Your answer should be the records again, unchanged in wording and free of images.
○ ○ ○
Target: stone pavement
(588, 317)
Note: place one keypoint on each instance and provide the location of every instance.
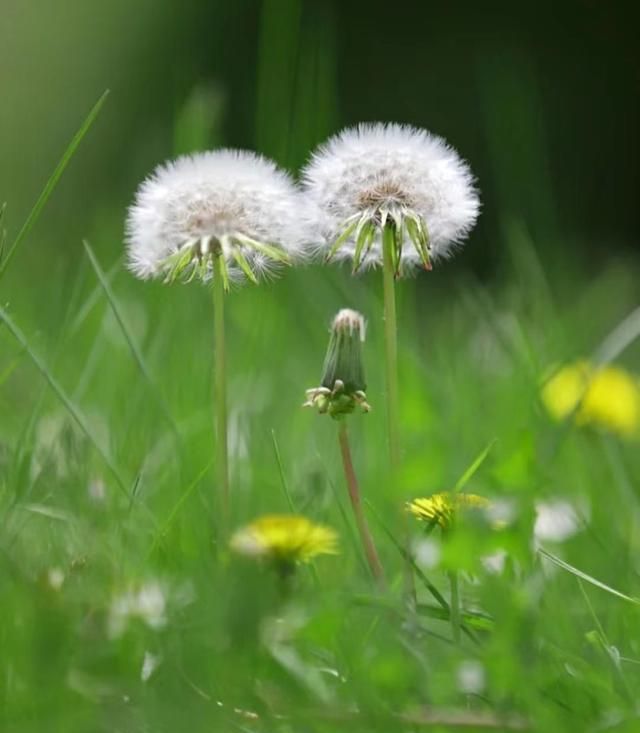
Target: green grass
(107, 485)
○ ○ ○
• _OUTPUT OF THE TASK_
Target: stone pavement
(588, 317)
Note: place one keypoint on each instance and provide the location of every instance.
Target: green grass
(107, 485)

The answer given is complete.